Extracted entries:
►

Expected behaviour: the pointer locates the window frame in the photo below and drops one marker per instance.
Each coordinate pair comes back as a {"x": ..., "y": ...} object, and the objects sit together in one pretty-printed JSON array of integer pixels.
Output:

◄
►

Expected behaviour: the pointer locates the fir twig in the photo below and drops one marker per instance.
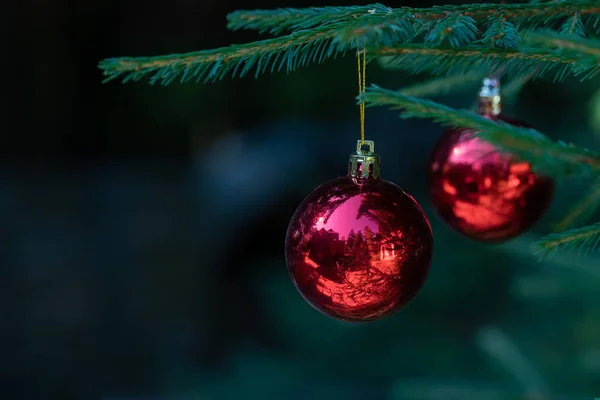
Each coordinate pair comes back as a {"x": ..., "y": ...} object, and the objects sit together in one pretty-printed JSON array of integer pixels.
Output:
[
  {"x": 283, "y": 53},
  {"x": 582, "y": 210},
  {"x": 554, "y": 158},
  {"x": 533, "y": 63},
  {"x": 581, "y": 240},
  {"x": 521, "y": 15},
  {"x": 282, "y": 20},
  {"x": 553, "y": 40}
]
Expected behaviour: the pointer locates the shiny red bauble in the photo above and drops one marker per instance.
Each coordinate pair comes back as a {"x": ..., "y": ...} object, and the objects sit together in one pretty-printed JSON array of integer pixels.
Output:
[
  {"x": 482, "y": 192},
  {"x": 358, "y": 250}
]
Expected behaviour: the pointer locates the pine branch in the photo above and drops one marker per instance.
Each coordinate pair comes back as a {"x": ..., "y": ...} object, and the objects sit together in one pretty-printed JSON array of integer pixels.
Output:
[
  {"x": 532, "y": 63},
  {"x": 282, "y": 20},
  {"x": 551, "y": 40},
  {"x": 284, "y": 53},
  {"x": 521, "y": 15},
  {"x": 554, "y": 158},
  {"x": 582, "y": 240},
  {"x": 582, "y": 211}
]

◄
►

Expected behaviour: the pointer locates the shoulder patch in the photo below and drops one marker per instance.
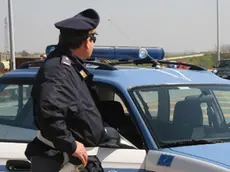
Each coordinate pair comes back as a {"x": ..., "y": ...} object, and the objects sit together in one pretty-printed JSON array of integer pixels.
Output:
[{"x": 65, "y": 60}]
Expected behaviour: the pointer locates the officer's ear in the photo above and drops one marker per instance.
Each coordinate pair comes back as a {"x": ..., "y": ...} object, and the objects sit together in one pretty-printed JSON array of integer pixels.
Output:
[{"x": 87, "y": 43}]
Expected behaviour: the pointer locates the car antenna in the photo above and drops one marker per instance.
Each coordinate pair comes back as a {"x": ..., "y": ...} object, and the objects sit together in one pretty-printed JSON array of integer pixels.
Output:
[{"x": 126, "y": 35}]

◄

Task goal: Pull each line containing the word "below" out of the data above.

Response to the task:
Expected behaviour: the pointer locates the window frame in the photo below and drops one marker per instance.
Expected behaviour: the pointer locates the fir twig in the photo below and drops one marker per instance.
Expected behaviour: the pointer locates the shoulder patch in the photo below and drops one marker per instance.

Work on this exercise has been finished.